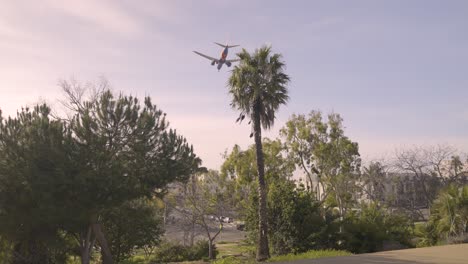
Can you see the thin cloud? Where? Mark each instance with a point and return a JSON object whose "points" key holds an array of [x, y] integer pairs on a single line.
{"points": [[107, 15]]}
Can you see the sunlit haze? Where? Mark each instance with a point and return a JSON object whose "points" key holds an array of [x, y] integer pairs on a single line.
{"points": [[395, 70]]}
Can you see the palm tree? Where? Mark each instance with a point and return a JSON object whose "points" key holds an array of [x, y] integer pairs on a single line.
{"points": [[258, 88]]}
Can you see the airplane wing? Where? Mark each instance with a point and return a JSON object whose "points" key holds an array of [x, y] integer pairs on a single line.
{"points": [[205, 56]]}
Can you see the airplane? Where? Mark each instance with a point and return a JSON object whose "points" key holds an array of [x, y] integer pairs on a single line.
{"points": [[221, 60]]}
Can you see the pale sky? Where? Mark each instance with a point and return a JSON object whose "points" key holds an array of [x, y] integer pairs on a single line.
{"points": [[397, 71]]}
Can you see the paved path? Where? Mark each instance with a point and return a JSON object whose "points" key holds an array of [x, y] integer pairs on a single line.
{"points": [[452, 254]]}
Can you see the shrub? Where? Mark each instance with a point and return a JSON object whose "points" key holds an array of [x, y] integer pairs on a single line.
{"points": [[171, 252], [368, 230]]}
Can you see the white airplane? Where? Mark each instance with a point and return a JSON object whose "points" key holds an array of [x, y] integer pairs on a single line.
{"points": [[221, 60]]}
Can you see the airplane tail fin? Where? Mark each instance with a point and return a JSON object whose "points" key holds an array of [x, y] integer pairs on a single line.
{"points": [[224, 46], [219, 44]]}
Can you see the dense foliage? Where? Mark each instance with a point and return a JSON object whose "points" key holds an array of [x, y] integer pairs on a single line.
{"points": [[169, 252], [62, 180]]}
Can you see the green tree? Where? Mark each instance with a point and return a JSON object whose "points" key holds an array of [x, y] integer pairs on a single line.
{"points": [[369, 228], [258, 89], [124, 151], [206, 195], [132, 226], [449, 212], [34, 172], [373, 179], [240, 165], [321, 149]]}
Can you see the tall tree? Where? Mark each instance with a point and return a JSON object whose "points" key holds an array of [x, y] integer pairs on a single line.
{"points": [[321, 149], [258, 86], [34, 172], [125, 150]]}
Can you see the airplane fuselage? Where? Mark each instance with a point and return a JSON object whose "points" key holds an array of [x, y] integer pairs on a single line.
{"points": [[222, 60]]}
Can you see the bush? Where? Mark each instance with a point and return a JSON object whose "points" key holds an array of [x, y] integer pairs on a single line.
{"points": [[170, 252], [296, 221], [374, 227]]}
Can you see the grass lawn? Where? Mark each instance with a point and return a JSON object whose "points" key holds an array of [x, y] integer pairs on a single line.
{"points": [[312, 254]]}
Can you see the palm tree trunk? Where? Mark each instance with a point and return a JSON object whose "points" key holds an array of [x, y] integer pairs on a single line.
{"points": [[263, 252]]}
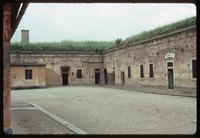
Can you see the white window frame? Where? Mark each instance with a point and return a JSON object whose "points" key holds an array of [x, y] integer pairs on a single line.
{"points": [[81, 73]]}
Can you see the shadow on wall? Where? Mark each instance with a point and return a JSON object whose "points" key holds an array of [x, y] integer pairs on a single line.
{"points": [[52, 78]]}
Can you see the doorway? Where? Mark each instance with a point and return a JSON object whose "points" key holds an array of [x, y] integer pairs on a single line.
{"points": [[65, 75], [122, 78], [105, 76], [65, 80], [97, 76], [170, 73]]}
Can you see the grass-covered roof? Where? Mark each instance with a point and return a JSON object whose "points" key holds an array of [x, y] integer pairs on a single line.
{"points": [[99, 46], [162, 30]]}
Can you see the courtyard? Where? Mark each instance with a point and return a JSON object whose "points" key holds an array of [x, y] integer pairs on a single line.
{"points": [[101, 110]]}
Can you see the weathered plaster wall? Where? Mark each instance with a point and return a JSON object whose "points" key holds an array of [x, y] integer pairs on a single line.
{"points": [[87, 61], [182, 43], [18, 76]]}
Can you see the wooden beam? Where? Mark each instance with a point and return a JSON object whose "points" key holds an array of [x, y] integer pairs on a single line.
{"points": [[19, 17]]}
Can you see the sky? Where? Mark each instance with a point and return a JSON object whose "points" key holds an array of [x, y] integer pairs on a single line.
{"points": [[55, 22]]}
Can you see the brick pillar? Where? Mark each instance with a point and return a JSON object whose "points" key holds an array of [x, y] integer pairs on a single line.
{"points": [[6, 68]]}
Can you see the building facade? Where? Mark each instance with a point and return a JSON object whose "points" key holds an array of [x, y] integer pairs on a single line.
{"points": [[167, 61]]}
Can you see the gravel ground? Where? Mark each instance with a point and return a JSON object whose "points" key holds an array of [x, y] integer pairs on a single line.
{"points": [[98, 110]]}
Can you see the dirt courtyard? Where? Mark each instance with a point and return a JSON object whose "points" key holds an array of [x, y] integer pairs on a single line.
{"points": [[99, 110]]}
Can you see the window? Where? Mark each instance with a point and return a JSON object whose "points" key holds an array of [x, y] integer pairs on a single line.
{"points": [[28, 74], [129, 72], [170, 64], [79, 73], [14, 76], [151, 75], [194, 73], [141, 71]]}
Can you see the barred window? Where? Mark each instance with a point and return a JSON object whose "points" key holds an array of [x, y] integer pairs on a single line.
{"points": [[194, 73], [141, 71], [79, 73], [129, 72], [28, 74], [151, 73]]}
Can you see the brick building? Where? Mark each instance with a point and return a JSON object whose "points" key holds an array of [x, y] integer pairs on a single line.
{"points": [[167, 61]]}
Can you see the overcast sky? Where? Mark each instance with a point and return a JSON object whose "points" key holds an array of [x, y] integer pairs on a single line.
{"points": [[58, 22]]}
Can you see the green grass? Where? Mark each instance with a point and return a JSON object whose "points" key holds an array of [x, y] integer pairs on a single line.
{"points": [[100, 46], [161, 30], [81, 46]]}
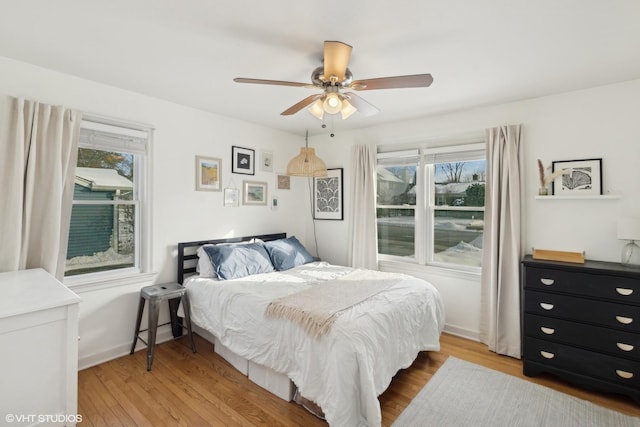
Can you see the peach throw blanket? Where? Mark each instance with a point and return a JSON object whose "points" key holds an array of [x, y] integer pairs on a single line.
{"points": [[317, 308]]}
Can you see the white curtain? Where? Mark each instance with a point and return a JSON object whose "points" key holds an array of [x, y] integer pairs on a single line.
{"points": [[363, 246], [502, 249], [38, 152]]}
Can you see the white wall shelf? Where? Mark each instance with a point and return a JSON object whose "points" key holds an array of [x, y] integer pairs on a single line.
{"points": [[594, 197]]}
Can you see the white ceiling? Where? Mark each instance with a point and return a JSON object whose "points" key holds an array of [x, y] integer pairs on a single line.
{"points": [[479, 52]]}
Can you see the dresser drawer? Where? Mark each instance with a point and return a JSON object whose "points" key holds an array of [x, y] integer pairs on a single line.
{"points": [[623, 289], [620, 316], [585, 362], [611, 341]]}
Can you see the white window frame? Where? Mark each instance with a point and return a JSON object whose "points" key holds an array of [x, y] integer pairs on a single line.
{"points": [[115, 135], [425, 207]]}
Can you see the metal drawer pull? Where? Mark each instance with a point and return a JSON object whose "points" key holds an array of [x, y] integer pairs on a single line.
{"points": [[624, 374], [624, 320], [624, 347]]}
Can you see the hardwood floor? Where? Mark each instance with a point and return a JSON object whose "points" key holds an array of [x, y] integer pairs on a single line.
{"points": [[202, 389]]}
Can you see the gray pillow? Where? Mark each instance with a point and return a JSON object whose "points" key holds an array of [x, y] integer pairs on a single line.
{"points": [[287, 253], [234, 261]]}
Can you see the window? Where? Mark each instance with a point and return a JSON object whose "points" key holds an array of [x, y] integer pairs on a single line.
{"points": [[109, 198], [430, 205]]}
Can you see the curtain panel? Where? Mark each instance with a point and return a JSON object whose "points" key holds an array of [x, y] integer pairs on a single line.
{"points": [[500, 278], [38, 153], [363, 245]]}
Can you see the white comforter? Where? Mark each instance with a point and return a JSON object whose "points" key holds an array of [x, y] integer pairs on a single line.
{"points": [[343, 371]]}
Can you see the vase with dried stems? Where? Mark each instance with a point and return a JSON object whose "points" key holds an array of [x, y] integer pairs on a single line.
{"points": [[546, 180]]}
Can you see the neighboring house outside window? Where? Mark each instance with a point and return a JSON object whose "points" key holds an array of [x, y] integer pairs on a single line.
{"points": [[430, 206], [107, 228]]}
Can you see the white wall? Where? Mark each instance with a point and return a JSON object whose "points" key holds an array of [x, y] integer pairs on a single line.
{"points": [[600, 122], [179, 213]]}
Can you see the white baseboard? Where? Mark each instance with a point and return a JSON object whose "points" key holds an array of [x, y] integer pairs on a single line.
{"points": [[462, 332], [164, 335]]}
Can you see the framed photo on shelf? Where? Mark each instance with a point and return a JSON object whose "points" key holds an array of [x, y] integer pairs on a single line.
{"points": [[254, 193], [581, 177], [266, 161], [283, 182], [208, 174], [328, 196], [243, 160]]}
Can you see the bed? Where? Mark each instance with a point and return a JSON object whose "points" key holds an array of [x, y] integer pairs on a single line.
{"points": [[379, 325]]}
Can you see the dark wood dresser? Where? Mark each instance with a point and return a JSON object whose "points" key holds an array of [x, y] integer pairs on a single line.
{"points": [[581, 322]]}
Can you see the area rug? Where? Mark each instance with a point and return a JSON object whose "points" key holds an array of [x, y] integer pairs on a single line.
{"points": [[464, 394]]}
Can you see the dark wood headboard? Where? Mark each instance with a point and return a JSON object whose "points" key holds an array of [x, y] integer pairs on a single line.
{"points": [[187, 258]]}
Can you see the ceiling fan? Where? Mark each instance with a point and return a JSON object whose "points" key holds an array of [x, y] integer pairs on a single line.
{"points": [[334, 78]]}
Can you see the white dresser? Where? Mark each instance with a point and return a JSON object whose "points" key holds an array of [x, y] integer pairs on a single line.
{"points": [[38, 349]]}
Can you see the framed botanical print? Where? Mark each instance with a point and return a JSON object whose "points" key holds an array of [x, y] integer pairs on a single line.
{"points": [[328, 195], [254, 193], [208, 174], [243, 160], [580, 177]]}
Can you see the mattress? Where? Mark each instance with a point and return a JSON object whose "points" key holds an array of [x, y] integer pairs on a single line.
{"points": [[343, 370]]}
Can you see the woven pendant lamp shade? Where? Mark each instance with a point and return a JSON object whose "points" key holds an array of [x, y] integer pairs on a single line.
{"points": [[306, 164]]}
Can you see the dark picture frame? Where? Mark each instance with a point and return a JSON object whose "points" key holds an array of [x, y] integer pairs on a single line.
{"points": [[583, 177], [243, 160], [328, 196]]}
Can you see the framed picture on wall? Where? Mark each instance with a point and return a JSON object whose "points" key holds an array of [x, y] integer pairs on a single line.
{"points": [[243, 160], [254, 193], [208, 174], [328, 196], [581, 177]]}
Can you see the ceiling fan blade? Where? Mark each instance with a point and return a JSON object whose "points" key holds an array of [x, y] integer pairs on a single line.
{"points": [[300, 105], [272, 82], [415, 80], [364, 107], [336, 59]]}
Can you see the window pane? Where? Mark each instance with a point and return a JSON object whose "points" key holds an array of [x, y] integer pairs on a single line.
{"points": [[106, 175], [458, 237], [101, 237], [396, 185], [460, 183], [396, 231], [102, 234]]}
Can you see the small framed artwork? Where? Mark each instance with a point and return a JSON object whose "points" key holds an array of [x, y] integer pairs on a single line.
{"points": [[266, 161], [242, 160], [231, 197], [254, 193], [581, 177], [208, 174], [328, 195], [283, 181]]}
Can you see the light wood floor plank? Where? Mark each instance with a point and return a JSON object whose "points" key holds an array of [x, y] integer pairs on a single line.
{"points": [[202, 389]]}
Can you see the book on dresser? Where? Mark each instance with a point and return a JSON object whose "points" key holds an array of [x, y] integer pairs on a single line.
{"points": [[581, 322]]}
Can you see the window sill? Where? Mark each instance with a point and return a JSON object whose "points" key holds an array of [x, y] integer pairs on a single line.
{"points": [[414, 268], [94, 282]]}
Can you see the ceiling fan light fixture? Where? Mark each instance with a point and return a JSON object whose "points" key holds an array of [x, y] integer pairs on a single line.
{"points": [[347, 109], [332, 103], [317, 110]]}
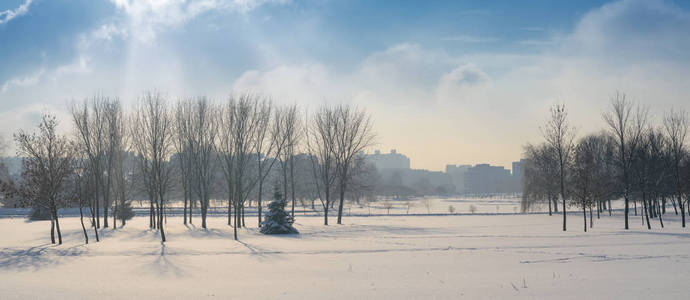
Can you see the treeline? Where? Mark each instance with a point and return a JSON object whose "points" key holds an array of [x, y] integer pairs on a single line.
{"points": [[194, 149], [645, 163]]}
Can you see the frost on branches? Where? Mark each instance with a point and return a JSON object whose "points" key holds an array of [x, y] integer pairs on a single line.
{"points": [[277, 221]]}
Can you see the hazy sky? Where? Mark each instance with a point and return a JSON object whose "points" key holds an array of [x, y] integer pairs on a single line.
{"points": [[455, 82]]}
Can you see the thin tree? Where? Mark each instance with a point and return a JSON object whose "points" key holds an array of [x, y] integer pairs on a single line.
{"points": [[559, 136], [321, 135], [152, 136], [676, 127], [47, 165], [627, 128], [353, 134]]}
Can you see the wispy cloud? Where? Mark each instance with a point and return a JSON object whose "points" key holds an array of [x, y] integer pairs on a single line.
{"points": [[470, 39], [27, 81], [8, 15]]}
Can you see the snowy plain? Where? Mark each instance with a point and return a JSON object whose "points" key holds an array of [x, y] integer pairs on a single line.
{"points": [[438, 256]]}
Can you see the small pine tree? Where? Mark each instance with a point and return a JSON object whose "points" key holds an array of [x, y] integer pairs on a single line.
{"points": [[39, 213], [125, 212], [277, 220]]}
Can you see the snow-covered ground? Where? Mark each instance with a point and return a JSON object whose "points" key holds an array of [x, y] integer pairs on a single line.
{"points": [[397, 257]]}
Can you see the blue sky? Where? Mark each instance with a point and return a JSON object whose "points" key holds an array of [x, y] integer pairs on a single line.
{"points": [[446, 81]]}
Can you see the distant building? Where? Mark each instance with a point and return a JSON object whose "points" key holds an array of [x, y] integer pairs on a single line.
{"points": [[457, 176], [390, 161], [518, 170], [487, 179]]}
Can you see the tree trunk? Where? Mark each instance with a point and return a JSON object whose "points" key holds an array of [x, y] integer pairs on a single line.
{"points": [[204, 213], [563, 212], [645, 208], [598, 209], [325, 214], [184, 209], [57, 226], [258, 205], [549, 206], [627, 209], [609, 207], [591, 220], [52, 228], [292, 184], [235, 221], [98, 209], [682, 211], [584, 215], [83, 228], [151, 213], [242, 214], [341, 203], [661, 221]]}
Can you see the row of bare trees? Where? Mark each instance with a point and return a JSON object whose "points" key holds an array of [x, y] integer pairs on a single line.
{"points": [[195, 147], [633, 159]]}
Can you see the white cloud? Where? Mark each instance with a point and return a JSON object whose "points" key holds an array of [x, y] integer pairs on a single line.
{"points": [[147, 17], [464, 83], [8, 15], [470, 39], [28, 81], [309, 84]]}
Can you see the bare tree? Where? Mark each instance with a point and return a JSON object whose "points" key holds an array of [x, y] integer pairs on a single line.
{"points": [[627, 128], [46, 168], [270, 143], [152, 137], [540, 169], [91, 126], [353, 134], [321, 135], [289, 138], [237, 144], [203, 151], [585, 171], [559, 136], [676, 126], [195, 139], [183, 146]]}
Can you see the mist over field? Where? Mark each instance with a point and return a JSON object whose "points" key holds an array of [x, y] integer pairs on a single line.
{"points": [[302, 149]]}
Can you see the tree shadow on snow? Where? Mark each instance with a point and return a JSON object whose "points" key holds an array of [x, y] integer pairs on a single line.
{"points": [[38, 257], [162, 265]]}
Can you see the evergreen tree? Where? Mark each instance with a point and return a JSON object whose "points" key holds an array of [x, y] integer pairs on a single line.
{"points": [[277, 221]]}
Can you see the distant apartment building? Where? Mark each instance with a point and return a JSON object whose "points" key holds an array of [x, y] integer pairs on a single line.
{"points": [[389, 161], [483, 179], [457, 176], [518, 170]]}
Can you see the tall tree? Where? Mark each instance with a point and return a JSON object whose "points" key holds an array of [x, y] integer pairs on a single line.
{"points": [[152, 137], [321, 135], [289, 137], [353, 133], [559, 136], [240, 117], [676, 127], [627, 128], [47, 165]]}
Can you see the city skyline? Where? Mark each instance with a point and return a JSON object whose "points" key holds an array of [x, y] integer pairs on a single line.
{"points": [[455, 83]]}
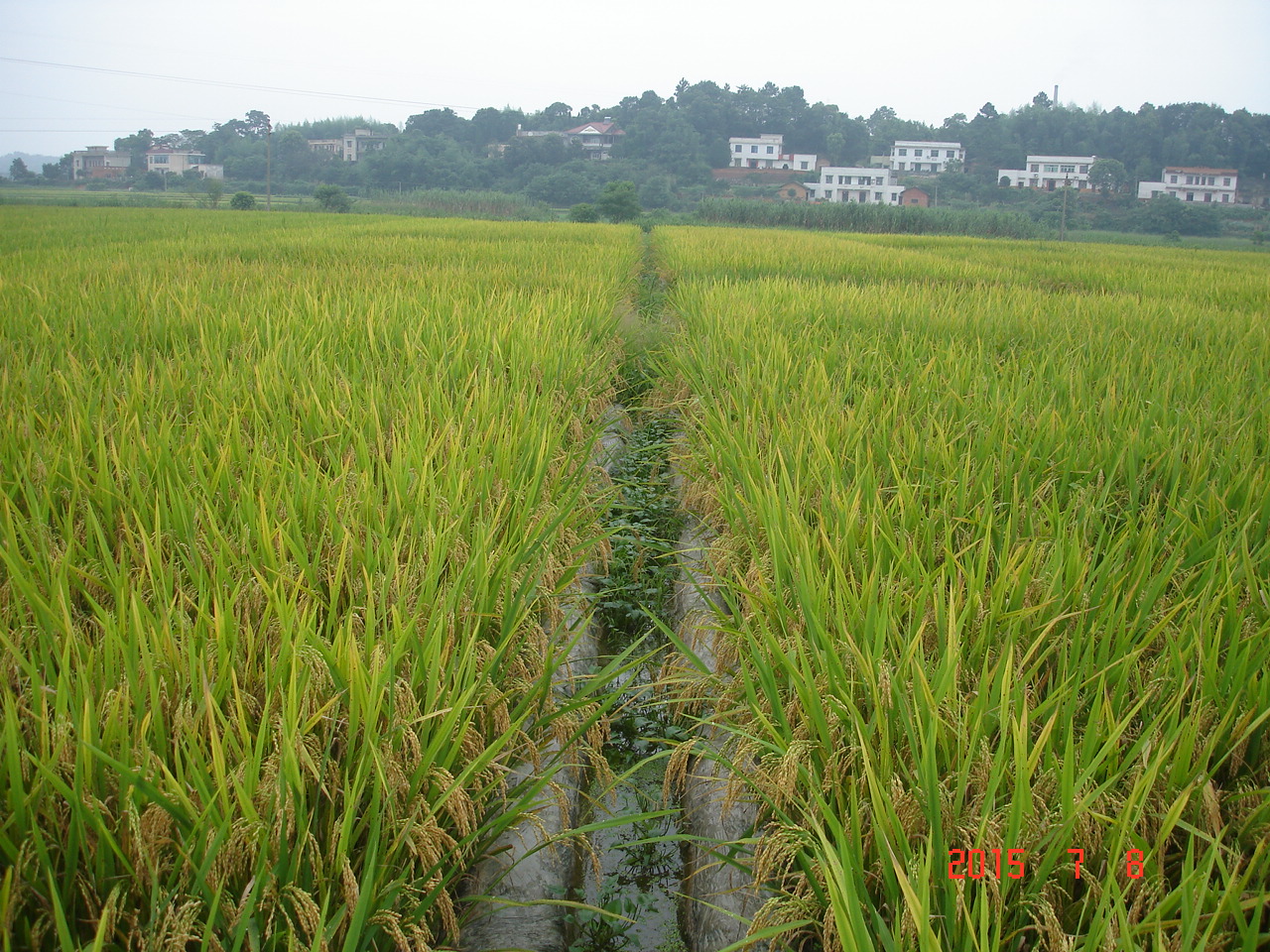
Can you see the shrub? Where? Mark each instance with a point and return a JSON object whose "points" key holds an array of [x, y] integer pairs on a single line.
{"points": [[331, 198]]}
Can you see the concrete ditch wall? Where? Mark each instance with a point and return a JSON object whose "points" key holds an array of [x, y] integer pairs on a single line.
{"points": [[525, 866]]}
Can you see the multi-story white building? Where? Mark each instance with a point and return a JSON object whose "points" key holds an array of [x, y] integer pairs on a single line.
{"points": [[176, 162], [99, 163], [1194, 182], [841, 182], [766, 151], [924, 158], [1051, 172], [358, 143]]}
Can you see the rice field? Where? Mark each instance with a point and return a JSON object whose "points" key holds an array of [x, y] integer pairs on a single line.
{"points": [[994, 532], [286, 509], [291, 507]]}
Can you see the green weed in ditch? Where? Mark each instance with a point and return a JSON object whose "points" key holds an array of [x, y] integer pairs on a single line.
{"points": [[645, 522]]}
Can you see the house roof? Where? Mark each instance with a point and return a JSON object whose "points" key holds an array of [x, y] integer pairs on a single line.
{"points": [[595, 128], [1202, 169]]}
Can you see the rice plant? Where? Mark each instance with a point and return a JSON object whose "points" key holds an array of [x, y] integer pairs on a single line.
{"points": [[287, 507], [996, 535]]}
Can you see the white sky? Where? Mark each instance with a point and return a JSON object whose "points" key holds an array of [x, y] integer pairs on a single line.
{"points": [[926, 59]]}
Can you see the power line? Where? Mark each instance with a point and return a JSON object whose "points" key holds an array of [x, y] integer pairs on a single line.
{"points": [[235, 85], [103, 105]]}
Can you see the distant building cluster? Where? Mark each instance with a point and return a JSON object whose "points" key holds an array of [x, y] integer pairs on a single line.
{"points": [[104, 163], [767, 151], [350, 146], [1049, 172], [1194, 184], [595, 139], [753, 157]]}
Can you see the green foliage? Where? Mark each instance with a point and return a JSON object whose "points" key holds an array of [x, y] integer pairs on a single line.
{"points": [[993, 536], [645, 524], [331, 198], [1166, 213], [875, 218], [1107, 176], [619, 202]]}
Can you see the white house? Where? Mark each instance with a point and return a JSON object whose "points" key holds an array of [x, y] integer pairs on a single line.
{"points": [[766, 151], [99, 163], [175, 162], [358, 143], [924, 158], [1194, 182], [1051, 172], [841, 182], [597, 139]]}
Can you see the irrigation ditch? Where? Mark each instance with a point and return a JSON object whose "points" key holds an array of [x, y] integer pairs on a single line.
{"points": [[610, 860]]}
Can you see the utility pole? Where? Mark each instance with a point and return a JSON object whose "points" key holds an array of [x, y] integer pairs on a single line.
{"points": [[268, 164]]}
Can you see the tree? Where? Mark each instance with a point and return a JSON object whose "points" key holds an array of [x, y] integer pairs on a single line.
{"points": [[136, 145], [1107, 176], [331, 198], [619, 202], [437, 122]]}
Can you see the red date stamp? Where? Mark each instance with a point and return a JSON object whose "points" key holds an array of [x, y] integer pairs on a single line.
{"points": [[1012, 864]]}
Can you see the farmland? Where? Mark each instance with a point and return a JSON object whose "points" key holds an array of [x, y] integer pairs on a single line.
{"points": [[291, 508], [994, 531]]}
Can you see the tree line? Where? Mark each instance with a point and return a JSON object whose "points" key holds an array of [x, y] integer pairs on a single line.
{"points": [[671, 144]]}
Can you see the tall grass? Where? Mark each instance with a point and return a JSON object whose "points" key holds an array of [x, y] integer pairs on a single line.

□ □ □ □

> **ABOUT THIS TASK**: Could you set down exactly the lines above, from the one containing "Can you see the tree?" through the last, including both and nothing else?

> **COMPLETED TASK**:
Can you see the tree? Where? Mark each instance with a point and return a JSON object whose "points" key holds an array of [x, y] integer pairs on a single line.
{"points": [[136, 145], [1107, 176], [331, 198], [619, 202], [437, 122]]}
Can you see the red date stamp? Where? Mark each instance with a point and return a JSON object whose "points" key holds an array of [x, y] integer pairs on a single line.
{"points": [[1012, 864]]}
Can you see the farmland? Where? Mark each instance with a point and return a JSON object whose "points" key holds an array of [x, y] integer pairs on a single line.
{"points": [[291, 508], [994, 531]]}
Can you see the tree line? Where? Mark each instance with a point and return a JSON object whose "points" key holds an array of [x, y] integer pairs on a single line.
{"points": [[671, 144]]}
Can you see the tall grass? Where? Mark each instance with a point and return a JSON object whose "points" key holds an array of [x, y] integer pairs on a single line.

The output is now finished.